Tasks to carry out>
**1.** Reproduce the passage on binary overflow word for word, from "Previously, we have" to "subtraction much easier.".
**2.** Extend the passage on binary overflow, picking up after its final sentence.

Document extract>

** Start **

Previously, we have ignored the number of bits in a number and basically assumed that they are infinite. However, computers only set aside a certain amount of storage for each number that they store. For example, if a number is stored in 8 bits, the largest number that it can be is 0b11111111 = 255. If a number larger than 255 is attempted to be stored in an 8-bit storage space, the space “resets” and only stores the smallest 8 bits of that number. For example, 266 would be the 9 bit 0b100000001, but since there are only 8 bits, it would result in losing the leftmost bit and only being 0b00000001. This is called an “Overflow”. Usually, computer programs are written in such a way that this is hardly an issue, but it is important to know for a trick that makes subtraction much easier.

** End **

Data lines>
** Start **

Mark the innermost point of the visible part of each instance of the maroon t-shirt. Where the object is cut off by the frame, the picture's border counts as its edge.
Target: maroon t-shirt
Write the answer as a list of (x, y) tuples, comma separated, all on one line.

** End **

Results in order>
**1.**
Previously, we have ignored the number of bits in a number and basically assumed that they are infinite. However, computers only set aside a certain amount of storage for each number that they store. For example, if a number is stored in 8 bits, the largest number that it can be is 0b11111111 = 255. If a number larger than 255 is attempted to be stored in an 8-bit storage space, the space “resets” and only stores the smallest 8 bits of that number. For example, 266 would be the 9 bit 0b100000001, but since there are only 8 bits, it would result in losing the leftmost bit and only being 0b00000001. This is called an “Overflow”. Usually, computer programs are written in such a way that this is hardly an issue, but it is important to know for a trick that makes subtraction much easier.

**2.**
If we have two binary numbers, A and B, and we want to find the result of A minus B. This can also be found by adding A to what is called the “Two’s Complement” of B. The Two’s Complement of a binary number can be calculated with 2 steps.
1. Invert the bits. (0's become 1's and 1's become 0's)
2. Add one to the result.

For example. If we wanted to calculate 8 (0b1000) minus 6 (0b0110), we first find the Two’s Complement of 6. Let’s assume that it is stored in 4 bits:
Original: 0b0110
Inverted bits: 0b1001
Add 1: 0b1010
Result (Two’s Compliment of 6): 0b1010

Now we can add simply add this result to 8 to find out what 8–6 is:
0b1000 + 0b1010
= 0b10010
However, since the size of the data storage is only 4 bits, the data overflows and only the smallest 4 bits are kept. So, we are left with:
0b0010 = 2
Which is the correct answer for 8–6 = 2! This Two’s Complement subtraction trick makes it much easier to build hardware that can do arithmetic, which will be touched on in the next section.

Multiplication and Division

One of the most fascinating parts of computers is that addition, subtraction, multiplication, and division can all be performed with simple(ish) circuits. Data is stored in transistors and operated on by going through arithmetic blocks at incredible rates of speed. This is a pretty advanced topic that will take quite a bit of time to explain, so an article explaining more about this will definitely be coming soon.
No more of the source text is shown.